● **Exercise aim**
Repeat the cancer screening passage word for word, starting at "The extreme example" and ending at "for further explanation.)".

● **Text under study**
────────────────

The extreme example of length bias is overdiagnosis, where a slow-growing cancer found by screening never would have caused harm or required treatment during a patient’s lifetime. Because of overdiagnosis, the number of cancers found at an earlier stage is also an inaccurate measure of whether a screening test can save lives. (See the graphic on the left for further explanation.)

The effects of overdiagnosis are usually not as extreme in real life as in the worst-case scenario shown in the graphic; many cancers detected by screening tests do need to be treated. But some do not. For example, recent studies have estimated that 15 to 25 percent of screen-detected breast cancers and 20 to 70 percent of screen-detected prostate cancers are overdiagnosed.

How to Measure Lives Saved

Because of these biases, the only reliable way to know if a screening test saves lives is through a randomized trial that shows a reduction in cancer deaths in people assigned to screening compared with people assigned to a control (usual care) group. In the NCI-sponsored randomized National Lung Screening Trial (NLST), for example, screening with low-dose spiral CT scans reduced lung cancer deaths by 20 percent relative to chest x-rays in heavy smokers. (Previous studies had shown that screening with chest x-rays does not reduce lung cancer mortality.)

However, improvements in mortality caused by screening often look small—and they are small—because the chance of a person dying from a given cancer is, fortunately, also small. “If the chance of dying from a cancer is small to begin with, there isn’t that much risk to reduce. So the effect of even a good screening test has to be small in absolute terms,” said Dr. Lisa Schwartz, professor of medicine at the Dartmouth Institute for Health Policy and Clinical Practice and co-director of the Veterans Affairs Outcomes Group in White River Junction, VT.

For example, in the case of NLST, a 20 percent decrease in the relative risk of dying of lung cancer translated to an approximately 0.4 percentage point reduction in lung cancer mortality (from 1.7 percent in the chest x-ray group to 1.3 percent in the CT scan group) after about 6.5 years of follow-up, explained Dr. Barry Kramer, director of NCI’s Division of Cancer Prevention.

A recent study published March 6 in the Annals of Internal Medicine by Dr. Schwartz and her colleagues showed how these relatively small—but real—reductions in mortality from screening can confuse even experienced doctors when pitted against large—but potentially misleading—improvements in survival.

Tricky Even for Experienced Doctors

To test community physicians’ understanding of screening statistics, Dr. Schwartz, Dr. Steven Woloshin (also of Dartmouth and co-director of the Veterans Affairs Outcomes Group), and their collaborators from the Max Planck Institute for Human Development in Germany developed an online questionnaire based on two hypothetical screening tests. They then administered the questionnaire to 412 doctors specializing in family medicine, internal medicine, or general medicine who had been recruited from the Harris Interactive Physician Panel .

────────────────

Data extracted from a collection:

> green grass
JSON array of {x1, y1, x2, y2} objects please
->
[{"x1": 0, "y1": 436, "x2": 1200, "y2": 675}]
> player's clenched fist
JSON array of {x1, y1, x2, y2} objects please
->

────────────────

● **Answer to the problem**
The extreme example of length bias is overdiagnosis, where a slow-growing cancer found by screening never would have caused harm or required treatment during a patient’s lifetime. Because of overdiagnosis, the number of cancers found at an earlier stage is also an inaccurate measure of whether a screening test can save lives. (See the graphic on the left for further explanation.)